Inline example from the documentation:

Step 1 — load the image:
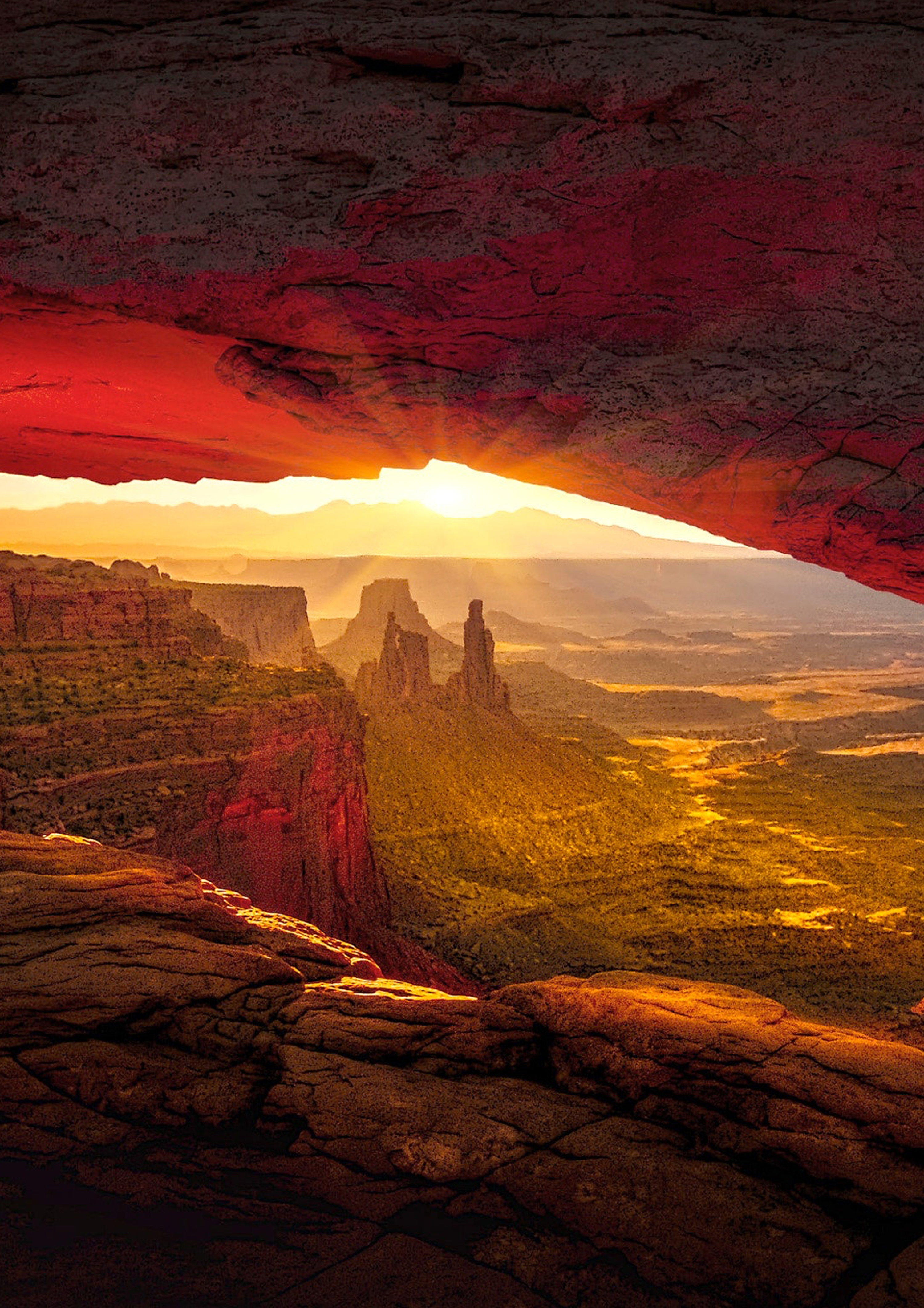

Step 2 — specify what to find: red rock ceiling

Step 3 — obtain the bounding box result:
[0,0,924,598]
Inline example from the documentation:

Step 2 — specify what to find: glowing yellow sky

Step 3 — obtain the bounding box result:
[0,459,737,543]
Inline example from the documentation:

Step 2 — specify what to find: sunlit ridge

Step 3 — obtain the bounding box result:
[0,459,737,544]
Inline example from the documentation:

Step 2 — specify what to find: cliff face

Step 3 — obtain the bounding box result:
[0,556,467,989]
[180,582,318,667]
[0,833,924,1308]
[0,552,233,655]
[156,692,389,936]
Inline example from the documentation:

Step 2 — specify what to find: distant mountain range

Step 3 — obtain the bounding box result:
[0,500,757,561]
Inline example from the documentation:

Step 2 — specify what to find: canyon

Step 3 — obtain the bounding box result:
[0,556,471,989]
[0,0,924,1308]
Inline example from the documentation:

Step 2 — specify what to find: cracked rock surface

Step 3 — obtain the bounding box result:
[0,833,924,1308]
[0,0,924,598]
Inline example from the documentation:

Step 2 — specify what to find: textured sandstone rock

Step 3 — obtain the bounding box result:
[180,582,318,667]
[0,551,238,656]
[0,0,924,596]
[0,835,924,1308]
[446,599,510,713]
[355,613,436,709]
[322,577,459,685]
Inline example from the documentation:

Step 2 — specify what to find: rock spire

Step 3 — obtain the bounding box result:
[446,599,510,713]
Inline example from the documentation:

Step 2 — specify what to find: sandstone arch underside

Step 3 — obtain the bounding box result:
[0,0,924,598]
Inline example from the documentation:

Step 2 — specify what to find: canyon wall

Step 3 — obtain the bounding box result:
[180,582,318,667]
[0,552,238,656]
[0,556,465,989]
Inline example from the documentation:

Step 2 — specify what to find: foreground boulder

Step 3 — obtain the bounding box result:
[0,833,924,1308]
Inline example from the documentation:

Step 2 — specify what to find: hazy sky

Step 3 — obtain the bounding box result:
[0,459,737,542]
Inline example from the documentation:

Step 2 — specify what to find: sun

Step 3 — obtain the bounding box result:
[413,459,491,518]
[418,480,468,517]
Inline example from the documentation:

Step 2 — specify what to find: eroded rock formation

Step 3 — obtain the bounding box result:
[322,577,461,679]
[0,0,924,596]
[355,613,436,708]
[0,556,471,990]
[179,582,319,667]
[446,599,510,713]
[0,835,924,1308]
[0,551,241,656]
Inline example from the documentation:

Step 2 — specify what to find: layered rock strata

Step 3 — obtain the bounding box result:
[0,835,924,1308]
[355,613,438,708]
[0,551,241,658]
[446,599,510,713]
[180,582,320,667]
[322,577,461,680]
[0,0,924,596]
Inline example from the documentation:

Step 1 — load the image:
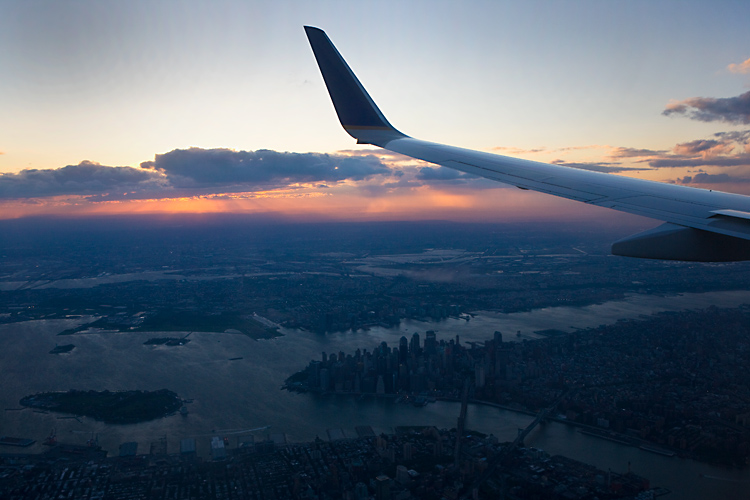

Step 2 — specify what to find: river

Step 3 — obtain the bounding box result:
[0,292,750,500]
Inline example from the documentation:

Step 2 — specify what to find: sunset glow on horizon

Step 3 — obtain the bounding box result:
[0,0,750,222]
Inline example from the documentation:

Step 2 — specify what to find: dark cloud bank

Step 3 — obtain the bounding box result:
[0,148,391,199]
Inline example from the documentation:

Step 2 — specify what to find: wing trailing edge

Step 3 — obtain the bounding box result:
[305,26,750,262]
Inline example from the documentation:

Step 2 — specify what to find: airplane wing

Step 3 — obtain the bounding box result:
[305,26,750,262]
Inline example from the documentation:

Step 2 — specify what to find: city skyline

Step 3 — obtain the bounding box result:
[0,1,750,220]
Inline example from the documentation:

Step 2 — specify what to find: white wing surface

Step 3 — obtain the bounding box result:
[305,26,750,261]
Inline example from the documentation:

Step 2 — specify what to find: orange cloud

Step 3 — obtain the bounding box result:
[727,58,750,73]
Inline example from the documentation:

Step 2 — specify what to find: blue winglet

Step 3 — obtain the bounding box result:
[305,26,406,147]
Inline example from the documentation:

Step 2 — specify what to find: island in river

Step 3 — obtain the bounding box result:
======
**Problem to work on:** Please recast the records as a JSON list of strings, one string per line, starting at the first line of the records and ending at the line that contains "[0,459,737,542]", both included. Leave out blank lines and the pictures.

**Answer:**
[
  "Inline example from the documentation:",
  "Step 1 — load the image:",
  "Step 2 — specify what to find: red rock ceiling",
  "Step 3 — obtain the bounding box result:",
  "[0,0,924,598]",
  "Inline example from the documentation:",
  "Step 2 — specify what to find: glowing yellow sky",
  "Step 3 — obtain the bounding box result:",
  "[0,459,737,543]",
  "Inline example from the documentation:",
  "Step 2 — specify what to find: sunlit ridge",
  "Step 3 — obtain the bounding box result:",
  "[0,459,737,544]",
  "Inline example from the documentation:",
  "Step 2 — specify what to find: cliff face",
  "Step 3 — obtain the bounding box result:",
  "[0,556,467,989]",
  "[180,582,318,667]",
  "[0,833,924,1308]",
  "[0,552,233,655]",
  "[156,692,389,936]",
  "Inline example from the documentation:",
  "Step 2 — specify what to find: distant mountain range",
  "Step 3 — obtain the bounding box result:",
  "[0,500,757,561]",
  "Inline example from the documentation:",
  "Step 2 — specify what to find: canyon",
  "Step 3 — obtain the bounding box result:",
  "[0,556,471,989]",
  "[0,0,924,1308]",
  "Inline example from the documentation:",
  "Step 2 — specify what to find: cracked rock surface",
  "Step 3 — obtain the bounding box result:",
  "[0,833,924,1308]",
  "[0,0,924,598]",
  "Inline example from the documentation:",
  "Step 2 — specify what to find: textured sandstone rock",
  "Step 3 — obtain the bounding box result:",
  "[180,582,318,667]",
  "[0,551,238,656]",
  "[0,0,924,596]",
  "[0,835,924,1308]",
  "[446,599,510,713]",
  "[355,613,436,709]",
  "[322,577,459,685]",
  "Inline example from the documentation:",
  "Step 2 — specify what to find: rock spire",
  "Step 3 — obtain the bounding box result:",
  "[446,599,510,713]",
  "Inline example from the documentation:",
  "Step 2 — specify what to find: sandstone arch underside",
  "Step 3 — obtain the bounding box result:",
  "[0,0,924,598]",
  "Inline example from the documentation:",
  "Step 2 — specify what to find: canyon wall",
  "Step 3 — obtain the bounding box result:",
  "[180,582,318,667]",
  "[0,552,238,656]",
  "[0,556,465,989]",
  "Inline example from the documentation:",
  "Step 2 — specify what to find: foreground boulder",
  "Step 3 — obtain the bounding box result:",
  "[0,833,924,1308]",
  "Inline example from the documentation:",
  "Step 2 — specify what to find: hazy sky",
  "Step 3 — obtain the bounding box result:",
  "[0,459,737,542]"
]